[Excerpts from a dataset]
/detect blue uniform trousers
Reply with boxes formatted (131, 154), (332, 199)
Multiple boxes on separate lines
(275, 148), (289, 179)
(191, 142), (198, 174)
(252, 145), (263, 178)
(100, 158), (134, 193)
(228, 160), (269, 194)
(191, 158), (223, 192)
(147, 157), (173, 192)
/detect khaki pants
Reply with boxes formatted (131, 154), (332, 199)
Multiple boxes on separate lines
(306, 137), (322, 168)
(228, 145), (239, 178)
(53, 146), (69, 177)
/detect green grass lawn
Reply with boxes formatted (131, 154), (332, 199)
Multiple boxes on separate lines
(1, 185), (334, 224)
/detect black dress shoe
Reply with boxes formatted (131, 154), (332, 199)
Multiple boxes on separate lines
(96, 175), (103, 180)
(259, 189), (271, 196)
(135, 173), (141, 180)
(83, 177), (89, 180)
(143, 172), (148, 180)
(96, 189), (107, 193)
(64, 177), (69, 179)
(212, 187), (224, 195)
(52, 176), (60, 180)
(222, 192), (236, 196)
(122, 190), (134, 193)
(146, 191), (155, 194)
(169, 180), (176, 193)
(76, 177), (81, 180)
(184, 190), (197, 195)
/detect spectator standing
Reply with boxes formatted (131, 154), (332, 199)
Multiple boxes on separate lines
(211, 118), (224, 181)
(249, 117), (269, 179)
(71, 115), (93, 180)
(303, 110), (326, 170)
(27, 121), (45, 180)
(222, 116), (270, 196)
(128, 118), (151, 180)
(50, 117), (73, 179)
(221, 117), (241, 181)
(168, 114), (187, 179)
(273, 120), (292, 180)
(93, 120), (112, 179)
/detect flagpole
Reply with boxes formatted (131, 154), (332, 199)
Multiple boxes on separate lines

# WHAT THIS TASK INVOLVES
Emit the records above again, exactly, with no line skipped.

# RESPONSE
/detect blue uniform trousers
Reply with boxes formatted (131, 154), (332, 199)
Multiple boxes on separate lines
(275, 148), (289, 179)
(191, 142), (198, 174)
(252, 145), (263, 178)
(100, 158), (134, 193)
(228, 160), (269, 194)
(191, 158), (223, 192)
(147, 157), (173, 192)
/detect khaki pants
Reply with boxes formatted (131, 154), (332, 199)
Multiple boxes on separate lines
(306, 137), (322, 168)
(228, 145), (239, 178)
(53, 146), (69, 177)
/detect green grass lawn
Reply with boxes formatted (131, 154), (332, 199)
Multiple boxes on separate lines
(1, 185), (334, 224)
/detect black dress shoe
Reply with boxes formatted (131, 154), (332, 199)
Multiple boxes on separate lines
(96, 175), (103, 180)
(259, 189), (271, 196)
(135, 173), (141, 180)
(83, 177), (89, 180)
(143, 172), (148, 180)
(96, 189), (107, 193)
(64, 177), (69, 179)
(212, 187), (224, 195)
(52, 176), (60, 180)
(222, 192), (236, 196)
(122, 190), (134, 193)
(146, 191), (155, 194)
(169, 180), (176, 193)
(76, 177), (81, 180)
(184, 190), (197, 195)
/detect spectator standing
Reply with boxes formatted (131, 154), (332, 199)
Multiple boxes on separate lines
(211, 118), (224, 181)
(249, 117), (269, 179)
(71, 115), (93, 180)
(303, 110), (326, 170)
(27, 121), (45, 180)
(222, 116), (270, 196)
(128, 118), (151, 180)
(50, 117), (73, 179)
(221, 117), (241, 181)
(168, 114), (187, 179)
(273, 120), (292, 180)
(93, 120), (112, 179)
/detect flagpole
Reply with boxes formatted (131, 154), (332, 199)
Multiple boxes on separate lines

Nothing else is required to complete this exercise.